Instructions to follow :: Print the entries in full, word for word, but not the pictures.

════════

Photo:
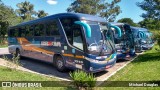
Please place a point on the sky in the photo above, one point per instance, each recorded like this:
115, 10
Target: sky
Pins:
128, 7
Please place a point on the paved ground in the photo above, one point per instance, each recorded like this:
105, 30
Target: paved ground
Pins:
43, 68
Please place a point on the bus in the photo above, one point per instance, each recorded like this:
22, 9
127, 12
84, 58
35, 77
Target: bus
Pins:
67, 40
125, 43
143, 39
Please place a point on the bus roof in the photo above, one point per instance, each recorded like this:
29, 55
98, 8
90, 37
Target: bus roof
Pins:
77, 15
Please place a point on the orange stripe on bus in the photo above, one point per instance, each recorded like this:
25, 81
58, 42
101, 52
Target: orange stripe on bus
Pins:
26, 45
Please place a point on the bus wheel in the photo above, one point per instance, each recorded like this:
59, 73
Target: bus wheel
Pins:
17, 54
60, 64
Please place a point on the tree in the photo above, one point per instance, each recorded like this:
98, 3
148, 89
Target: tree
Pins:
128, 21
150, 24
26, 10
152, 8
41, 13
96, 7
151, 16
7, 18
111, 10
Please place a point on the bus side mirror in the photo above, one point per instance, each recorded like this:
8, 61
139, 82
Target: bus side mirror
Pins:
86, 27
118, 30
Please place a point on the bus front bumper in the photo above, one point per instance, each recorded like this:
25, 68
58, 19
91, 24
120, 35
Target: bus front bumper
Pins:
97, 66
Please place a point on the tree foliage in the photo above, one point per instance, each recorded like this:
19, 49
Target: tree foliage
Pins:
41, 13
128, 21
152, 8
108, 10
151, 16
26, 10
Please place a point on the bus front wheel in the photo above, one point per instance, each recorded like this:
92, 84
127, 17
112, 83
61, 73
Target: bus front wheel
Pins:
60, 64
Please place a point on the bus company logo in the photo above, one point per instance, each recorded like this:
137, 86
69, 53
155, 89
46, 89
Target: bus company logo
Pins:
6, 84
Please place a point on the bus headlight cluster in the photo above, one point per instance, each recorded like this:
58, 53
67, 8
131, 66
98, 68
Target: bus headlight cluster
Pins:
92, 60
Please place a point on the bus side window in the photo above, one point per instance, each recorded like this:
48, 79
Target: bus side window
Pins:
13, 32
22, 32
77, 38
39, 30
52, 29
29, 31
73, 32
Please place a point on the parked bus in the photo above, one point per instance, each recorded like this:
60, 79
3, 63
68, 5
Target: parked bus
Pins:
125, 43
143, 39
68, 40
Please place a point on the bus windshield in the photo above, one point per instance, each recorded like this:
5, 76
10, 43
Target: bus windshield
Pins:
97, 44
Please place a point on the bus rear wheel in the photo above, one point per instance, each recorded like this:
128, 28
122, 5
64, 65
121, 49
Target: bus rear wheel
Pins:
60, 64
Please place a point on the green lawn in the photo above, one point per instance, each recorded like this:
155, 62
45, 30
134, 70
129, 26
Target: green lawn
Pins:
144, 68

════════

Written answer ::
Photo:
Please place a point on the sky in the photo above, one point per instance, each recorded like this:
115, 10
Target: sky
Pins:
128, 7
Please place a point on the paved ground in the photo above, one point per instance, each recorded like this:
105, 30
Target: paved ground
Pins:
43, 68
Please place a point on the bus in the photo above, one point per instance, each recorded like this:
22, 9
127, 12
84, 58
35, 77
Target: bus
Pins:
67, 40
125, 43
143, 39
Please place a point on the bus roof in the photo above, one point per instance, each recorded like this:
29, 55
98, 8
90, 37
Target: bus roof
Pins:
77, 15
Please place a point on the orange stripe on bus in the photo above, one point per instance, each recorded like this:
25, 81
58, 42
101, 52
Target: orange stripe on bus
Pins:
26, 45
Please place a point on the bus wheel in the photo above, one point per instance, each recorded like this:
59, 73
Target: bus wheel
Pins:
17, 54
60, 64
Please place a point on the tree in the photo above, one point per instance, each recorded like this:
98, 3
148, 89
Target: tree
Pins:
128, 21
150, 24
26, 10
152, 8
41, 13
96, 7
151, 16
7, 18
111, 10
Please place a point on the bus side mirror in the photo above, one point per instance, each recorded like this:
8, 61
139, 82
Target: bus side mirror
Pins:
86, 27
118, 30
Please place a point on the bus front bumper in the photo above, one point per instance, each recorded like this:
25, 68
58, 19
91, 24
120, 35
Target: bus front bumper
Pins:
97, 66
Please place a point on the tree foliage in the photo above, one point per instance, each recorded like this:
19, 49
Target: tree foliage
Pins:
41, 13
128, 21
152, 8
108, 10
151, 16
26, 10
Please place a point on the bus front wheel in the photo above, one point per instance, each recorded like this:
92, 84
127, 17
112, 83
61, 73
Target: bus front wheel
Pins:
60, 64
Please place a point on the bus company logo in the photo above, one point per instance, each recorded like this:
137, 86
69, 53
155, 89
46, 89
Target: bus company logo
Pins:
6, 84
Please place a point on the bus headlight cluster in the photo above, one point per instance, each recorded like this:
58, 53
67, 8
131, 66
98, 68
Target: bus headlight cluster
Pins:
92, 60
Please place a point on the bus side window in the photo above, one point per instance, each recorded like this:
48, 79
Target: bus side window
Pins:
13, 32
22, 32
77, 38
39, 30
52, 29
29, 31
73, 32
Please place a point on the parked bus in the photo above, one point per instance, each recorded like this:
60, 79
3, 63
68, 5
Target: parked bus
Pins:
125, 43
143, 39
68, 40
Please place a point on the bus windshield in the photo above, one point per instance, each recorded like this:
5, 76
10, 43
Target: bus windshield
Pins:
97, 44
Please place a point on the bus rear wheel in the photo above, one point per instance, each recorded like this:
128, 28
122, 5
64, 65
121, 49
Target: bus rear wheel
Pins:
60, 64
Please place a point on the green lawn in the photo above, one point per instance, each recorded like this:
155, 62
45, 30
134, 70
129, 26
Target: green lawn
Pins:
144, 68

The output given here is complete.